India's troubled skies

It is unfortunate that, even as Indian air travel is growing by leaps and bounds, the civil aviation sector seems to be in a mess commercially. The latest news concerns one of India’s oldest private sector operators, Jet Airways, which is also the leading full-service operator in India. It has been reported that Jet Airways has defaulted on payments to the entities from which it leases its aircraft — it has 108 aircraft on lease, the vast majority of its fleet. It is also behindhand on payments to the Airports Authority of India. The airline insists that it will settle all its dues, but there is clearly some uncertainty about the company’s financial sustainability. Jet is reported to be approaching several possible investors, including the Tata group, which has a presence in the sector through Vistara, which it operates in cooperation with Singapore Airlines, as well as Air Asia. It is doubtful whether Abu Dhabi’s Etihad Airways, a major investor in Jet at present, will be able to infuse more capital, given that it itself is running at a loss, and there are murmurs about a possible merger with Dubai’s Emirates Airlines in order to salvage the former.

It is a familiar sight that whenever crude oil prices rise the Indian civil aviation industry is thrown into crisis. And it is also true that airlines are a difficult business, and even world-famous names are prone to insolvency. Yet the Indian aviation sector’s ills are greater than they need to be, given the explosive growth in traffic. In fact, it reflects a series of missteps by both the private sector and the government over the past decade and more. Governments across decades and party lines have simply not allowed market forces full play in the business. They have given in to lobbying where they should not have, and ignored industry pleas at other times, lending a whiff of arbitrariness to regulation. Jet Airways itself has been a prominent beneficiary in the past of government action. Famously, the government allowed for many more berths between India and the hubs of Abu Dhabi and Dubai in the past — which benefited not just the big Gulf airlines but also Jet, which, as part of the Etihad family, became an integral part of the Abu Dhabi hub. Meanwhile, the government denied now-defunct Kingfisher the right to stop and refuel at a Gulf airport, which would have reduced its fuel bill, because it wanted to protect the revenues of state-controlled oil-marketing companies. 

There are important steps the government must take if it wishes to ensure a sustainable and profitable civil aviation sector. The first, of course, is to end subsidies to Air India even as efforts to privatise it should be revived instead of mindlessly using taxpayers’ money to keep it running at a loss. The state-owned airline, although it has lost passenger share, continues to distort the sector because it faces the soft budget constraints of the public sector while all its competitors must raise money in the open market. Most importantly, it is clear that the Directorate General of Civil Aviation, or DGCA, has been compromised by excessive closeness to the powers that be. It must be replaced with a new and genuinely independent regulator. The Airports Economic Regulatory Authority of India can serve as a good example in this regard.

## [Assigned task]
For each statement, answer yes or no on whether it agrees with the piece on Indian civil aviation above, and quote the deciding words. (a) Most of Jet Airways' fleet is leased. (b) The government let Kingfisher stop and refuel at a Gulf airport. (c) Air India has gained passenger share. The rows after this have nothing to do with the piece on Indian civil aviation.

## [Extracted records]
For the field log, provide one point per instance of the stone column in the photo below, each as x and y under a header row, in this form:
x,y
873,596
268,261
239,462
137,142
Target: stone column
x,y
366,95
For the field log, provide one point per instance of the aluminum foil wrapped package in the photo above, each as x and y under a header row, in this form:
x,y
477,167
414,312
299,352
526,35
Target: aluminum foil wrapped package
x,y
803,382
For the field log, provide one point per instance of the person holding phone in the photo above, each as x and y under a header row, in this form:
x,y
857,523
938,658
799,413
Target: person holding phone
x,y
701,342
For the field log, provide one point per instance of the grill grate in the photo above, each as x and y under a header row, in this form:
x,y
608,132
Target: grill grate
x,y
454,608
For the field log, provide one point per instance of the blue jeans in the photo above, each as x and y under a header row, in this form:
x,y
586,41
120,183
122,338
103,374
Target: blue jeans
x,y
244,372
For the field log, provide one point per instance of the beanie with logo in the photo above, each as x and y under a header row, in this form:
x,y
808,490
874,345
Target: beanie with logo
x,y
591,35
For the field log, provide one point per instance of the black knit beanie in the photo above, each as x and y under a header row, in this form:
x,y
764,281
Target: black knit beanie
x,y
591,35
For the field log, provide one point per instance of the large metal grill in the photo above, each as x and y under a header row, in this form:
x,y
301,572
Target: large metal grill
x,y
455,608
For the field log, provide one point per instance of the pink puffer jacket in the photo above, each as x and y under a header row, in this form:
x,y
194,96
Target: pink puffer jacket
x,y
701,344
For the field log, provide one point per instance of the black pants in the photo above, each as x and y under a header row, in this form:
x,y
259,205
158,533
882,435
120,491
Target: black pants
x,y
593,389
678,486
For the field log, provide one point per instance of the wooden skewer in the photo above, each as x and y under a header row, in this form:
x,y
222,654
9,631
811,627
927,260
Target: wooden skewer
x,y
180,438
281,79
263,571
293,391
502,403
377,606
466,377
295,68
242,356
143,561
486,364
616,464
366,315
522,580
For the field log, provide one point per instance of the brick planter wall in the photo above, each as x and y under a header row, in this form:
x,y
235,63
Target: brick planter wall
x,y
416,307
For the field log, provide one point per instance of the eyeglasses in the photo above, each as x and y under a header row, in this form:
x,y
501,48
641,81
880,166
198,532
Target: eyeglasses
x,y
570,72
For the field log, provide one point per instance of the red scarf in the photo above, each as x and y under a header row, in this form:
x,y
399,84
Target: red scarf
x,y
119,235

## [Response]
(a) Yes: "it has 108 aircraft on lease, the vast majority of its fleet"
(b) No: "the government denied now-defunct Kingfisher the right to stop and refuel at a Gulf airport"
(c) No: "although it has lost passenger share"